Return each line of the items that contains the string "black", copying those lines unchanged.

-- Begin Raw records --

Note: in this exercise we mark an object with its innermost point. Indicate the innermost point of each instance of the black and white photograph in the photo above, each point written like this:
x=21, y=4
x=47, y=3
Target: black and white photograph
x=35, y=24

-- End Raw records --

_Response_.
Note: in this exercise we mark an object with its innermost point. Indicate the innermost point of each instance of the black and white photograph in the photo above, each point written like this:
Target: black and white photograph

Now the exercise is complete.